-- start --

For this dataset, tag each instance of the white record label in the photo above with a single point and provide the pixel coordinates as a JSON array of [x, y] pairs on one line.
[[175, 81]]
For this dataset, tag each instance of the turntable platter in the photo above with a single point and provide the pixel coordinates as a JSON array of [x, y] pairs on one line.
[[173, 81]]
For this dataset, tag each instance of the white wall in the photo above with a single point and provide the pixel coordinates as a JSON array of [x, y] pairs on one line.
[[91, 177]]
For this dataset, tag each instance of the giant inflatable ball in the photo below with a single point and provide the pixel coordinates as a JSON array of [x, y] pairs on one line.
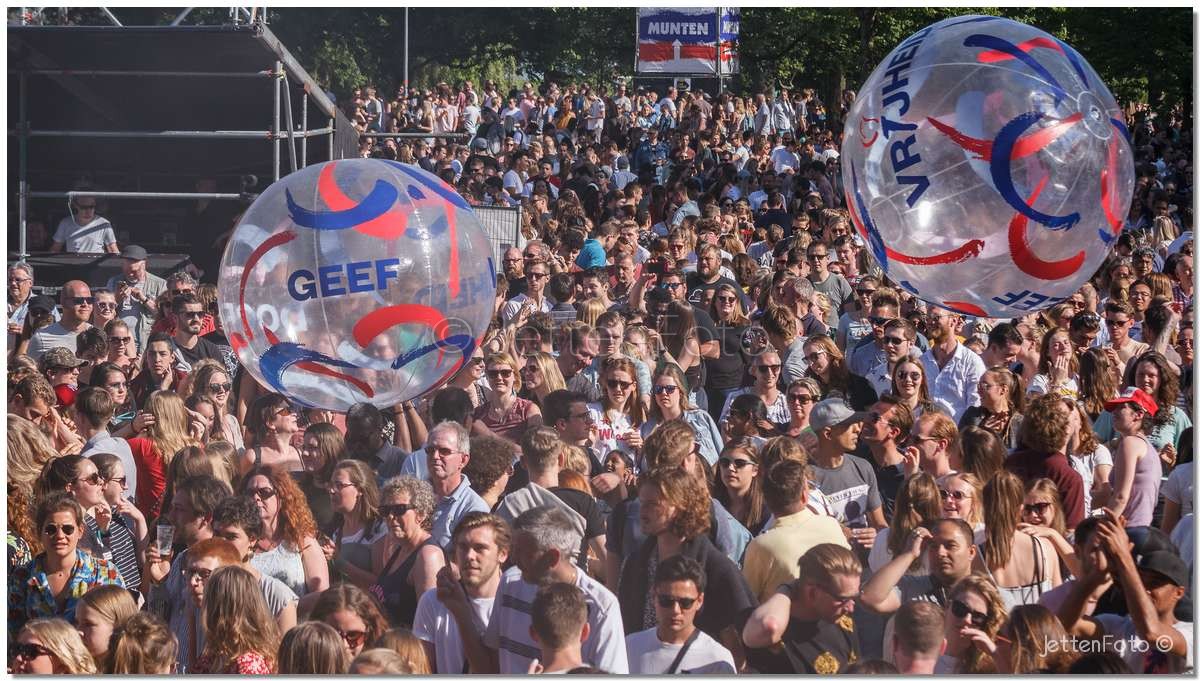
[[357, 281], [987, 167]]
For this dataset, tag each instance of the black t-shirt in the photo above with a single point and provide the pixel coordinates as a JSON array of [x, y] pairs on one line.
[[808, 648]]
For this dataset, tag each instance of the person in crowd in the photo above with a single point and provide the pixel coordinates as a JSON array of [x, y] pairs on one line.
[[466, 591], [407, 560], [676, 645], [313, 648], [49, 645], [449, 450], [1023, 565], [805, 626], [101, 612], [288, 549], [142, 645], [52, 584]]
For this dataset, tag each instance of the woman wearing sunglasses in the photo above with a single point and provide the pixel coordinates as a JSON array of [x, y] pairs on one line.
[[210, 379], [52, 584], [504, 414], [288, 549], [49, 646], [407, 560], [100, 536]]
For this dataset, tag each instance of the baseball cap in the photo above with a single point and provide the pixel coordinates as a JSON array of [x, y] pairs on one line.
[[133, 252], [1167, 564], [45, 303], [831, 414], [1135, 396], [58, 357]]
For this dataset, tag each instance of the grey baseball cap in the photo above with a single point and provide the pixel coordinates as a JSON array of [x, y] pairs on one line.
[[832, 413]]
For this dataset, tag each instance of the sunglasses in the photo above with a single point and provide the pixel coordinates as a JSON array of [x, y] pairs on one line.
[[963, 612], [670, 602], [52, 530], [394, 510]]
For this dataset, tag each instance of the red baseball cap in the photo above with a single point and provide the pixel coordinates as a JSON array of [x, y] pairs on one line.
[[1135, 396]]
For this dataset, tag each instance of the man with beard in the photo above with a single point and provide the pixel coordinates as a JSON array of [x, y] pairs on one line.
[[466, 592], [543, 543], [189, 318]]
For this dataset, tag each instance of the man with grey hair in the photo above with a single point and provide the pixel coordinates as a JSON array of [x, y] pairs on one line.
[[543, 542], [449, 450]]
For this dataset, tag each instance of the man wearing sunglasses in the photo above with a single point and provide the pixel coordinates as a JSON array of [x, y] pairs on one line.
[[675, 645], [83, 230], [77, 303]]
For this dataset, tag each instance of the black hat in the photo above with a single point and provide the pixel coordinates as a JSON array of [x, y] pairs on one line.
[[45, 303], [1167, 564]]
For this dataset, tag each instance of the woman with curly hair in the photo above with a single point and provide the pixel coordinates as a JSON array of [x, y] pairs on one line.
[[165, 434], [407, 560], [49, 646], [240, 636], [675, 517], [288, 549], [973, 615], [918, 501], [1098, 381], [1155, 375], [353, 613]]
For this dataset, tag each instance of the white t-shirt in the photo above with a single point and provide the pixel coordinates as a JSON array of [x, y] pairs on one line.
[[508, 631], [648, 655], [90, 237], [1123, 639], [435, 625]]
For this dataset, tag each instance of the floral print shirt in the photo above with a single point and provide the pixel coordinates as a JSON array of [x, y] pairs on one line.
[[30, 596]]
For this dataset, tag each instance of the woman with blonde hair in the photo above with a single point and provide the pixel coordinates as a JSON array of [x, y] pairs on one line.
[[49, 646], [973, 615], [240, 634], [540, 377], [504, 414], [101, 612], [313, 648], [156, 445], [407, 560], [918, 501], [621, 413], [1018, 562], [405, 643], [142, 645]]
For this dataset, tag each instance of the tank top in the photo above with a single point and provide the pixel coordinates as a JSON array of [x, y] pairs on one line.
[[393, 589], [283, 564], [1147, 477]]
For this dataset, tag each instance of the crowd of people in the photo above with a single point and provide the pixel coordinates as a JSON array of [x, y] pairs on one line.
[[702, 434]]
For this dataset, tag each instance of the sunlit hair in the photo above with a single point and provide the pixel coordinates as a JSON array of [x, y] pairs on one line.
[[1002, 498], [1045, 489], [169, 432], [977, 661], [142, 645], [634, 407], [313, 648], [295, 523], [237, 619], [918, 501], [408, 646], [688, 495], [65, 644]]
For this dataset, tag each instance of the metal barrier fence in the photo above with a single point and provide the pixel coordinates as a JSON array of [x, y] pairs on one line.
[[503, 228]]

-- end --

• [Exercise brief] Starting at the line that contains "For this dataset, tag each instance of the giant" and ending at the line that contains "[[808, 648]]", write out those entries again, requests included, raising every coordinate in the answers by 122. Leave the pictures out.

• [Solved problem]
For this dataset, tag each instance of the giant inflatable ball in the photo below with a single point and provide the pixel coordinates as a JSON array of [x, y] pairs on one line.
[[479, 403], [1109, 289]]
For this dataset, tag each instance of the black t-shirt in the photo above with a single point and provide the pixel coordinates as a JSON array of [x, y] pairs on one line.
[[930, 770]]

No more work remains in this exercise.